Record set:
%%

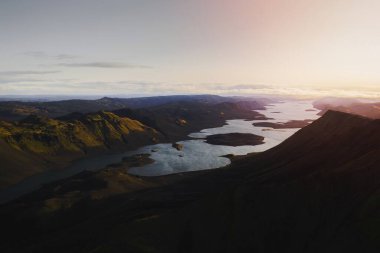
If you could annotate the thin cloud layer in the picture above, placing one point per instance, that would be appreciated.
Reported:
(41, 54)
(114, 65)
(27, 72)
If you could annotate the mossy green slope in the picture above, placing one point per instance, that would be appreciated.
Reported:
(43, 142)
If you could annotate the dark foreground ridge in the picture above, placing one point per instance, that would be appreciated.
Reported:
(318, 191)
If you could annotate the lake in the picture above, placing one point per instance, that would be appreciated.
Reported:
(196, 154)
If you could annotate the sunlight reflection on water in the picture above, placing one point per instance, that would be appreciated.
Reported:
(199, 155)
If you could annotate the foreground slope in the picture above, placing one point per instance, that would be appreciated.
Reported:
(318, 191)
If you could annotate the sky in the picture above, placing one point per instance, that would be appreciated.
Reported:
(154, 47)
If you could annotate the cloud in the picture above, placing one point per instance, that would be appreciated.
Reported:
(19, 80)
(41, 54)
(115, 65)
(27, 72)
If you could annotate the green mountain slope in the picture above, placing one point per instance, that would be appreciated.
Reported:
(40, 142)
(316, 192)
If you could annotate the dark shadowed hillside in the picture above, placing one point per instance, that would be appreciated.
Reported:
(316, 192)
(17, 110)
(370, 110)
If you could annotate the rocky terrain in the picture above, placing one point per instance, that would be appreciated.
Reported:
(235, 139)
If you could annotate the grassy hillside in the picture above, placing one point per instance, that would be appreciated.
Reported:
(37, 142)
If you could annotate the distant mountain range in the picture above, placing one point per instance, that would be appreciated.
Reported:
(316, 192)
(37, 141)
(17, 110)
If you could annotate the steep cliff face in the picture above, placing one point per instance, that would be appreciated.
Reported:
(40, 142)
(316, 192)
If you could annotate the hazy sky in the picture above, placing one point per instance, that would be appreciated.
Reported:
(301, 47)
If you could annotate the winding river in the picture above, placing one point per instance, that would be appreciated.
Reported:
(168, 160)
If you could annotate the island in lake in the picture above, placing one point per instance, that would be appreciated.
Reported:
(235, 139)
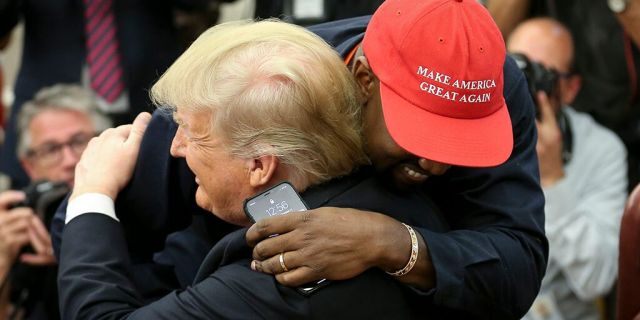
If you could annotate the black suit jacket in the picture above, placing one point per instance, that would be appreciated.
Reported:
(95, 283)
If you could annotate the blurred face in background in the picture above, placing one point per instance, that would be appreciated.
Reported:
(58, 138)
(550, 44)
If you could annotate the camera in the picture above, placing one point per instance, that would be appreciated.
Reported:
(544, 79)
(538, 77)
(43, 197)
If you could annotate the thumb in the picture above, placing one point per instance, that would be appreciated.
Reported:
(138, 128)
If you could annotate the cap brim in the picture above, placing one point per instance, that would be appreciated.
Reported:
(483, 142)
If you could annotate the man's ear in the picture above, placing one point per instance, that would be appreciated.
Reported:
(262, 170)
(364, 77)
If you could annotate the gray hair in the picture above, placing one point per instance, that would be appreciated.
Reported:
(60, 97)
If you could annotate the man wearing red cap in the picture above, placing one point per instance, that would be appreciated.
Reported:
(441, 63)
(433, 79)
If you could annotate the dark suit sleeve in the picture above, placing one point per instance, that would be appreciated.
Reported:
(94, 283)
(493, 261)
(9, 15)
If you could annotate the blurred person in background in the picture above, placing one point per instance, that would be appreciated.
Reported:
(54, 127)
(115, 47)
(583, 175)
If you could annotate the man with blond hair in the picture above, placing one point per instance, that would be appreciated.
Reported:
(254, 102)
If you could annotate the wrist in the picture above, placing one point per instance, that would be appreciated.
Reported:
(80, 190)
(394, 246)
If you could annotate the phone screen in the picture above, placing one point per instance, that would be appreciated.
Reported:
(278, 200)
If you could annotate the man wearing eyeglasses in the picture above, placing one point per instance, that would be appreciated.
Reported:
(55, 128)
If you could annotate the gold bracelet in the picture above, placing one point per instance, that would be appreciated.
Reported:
(414, 254)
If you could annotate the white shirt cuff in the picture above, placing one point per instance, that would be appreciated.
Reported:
(90, 202)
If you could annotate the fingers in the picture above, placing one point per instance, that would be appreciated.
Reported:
(433, 167)
(273, 246)
(297, 277)
(276, 225)
(138, 128)
(37, 259)
(272, 265)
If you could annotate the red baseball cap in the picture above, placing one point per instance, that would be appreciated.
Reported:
(440, 66)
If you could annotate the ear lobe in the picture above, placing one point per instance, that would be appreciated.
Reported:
(364, 76)
(262, 170)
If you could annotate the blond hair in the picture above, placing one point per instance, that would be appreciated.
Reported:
(273, 89)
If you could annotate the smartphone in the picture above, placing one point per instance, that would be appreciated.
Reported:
(277, 200)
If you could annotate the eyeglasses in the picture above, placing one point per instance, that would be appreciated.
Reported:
(51, 152)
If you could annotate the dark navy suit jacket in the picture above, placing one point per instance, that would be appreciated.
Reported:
(492, 262)
(95, 281)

%%

What this task involves: What lines of the material above include "jacket"? Copy each one.

Exercise response:
If you could annotate the black suit jacket in the picture above, placing one point per instance, that would be appreciated.
If you could annotate the dark navy suit jacket in the picture above, placing one point per instance, that would be appreciated.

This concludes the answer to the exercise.